What the task requires: Print the following lines again word for word.

* * *

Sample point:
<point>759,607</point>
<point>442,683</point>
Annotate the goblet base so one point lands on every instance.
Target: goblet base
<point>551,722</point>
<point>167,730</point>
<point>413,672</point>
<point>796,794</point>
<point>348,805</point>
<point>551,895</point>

* * *

The solution:
Sample point:
<point>759,607</point>
<point>442,683</point>
Annotate the goblet base so one point lands on every instance.
Target: goblet base
<point>551,722</point>
<point>167,730</point>
<point>413,672</point>
<point>796,794</point>
<point>348,805</point>
<point>551,895</point>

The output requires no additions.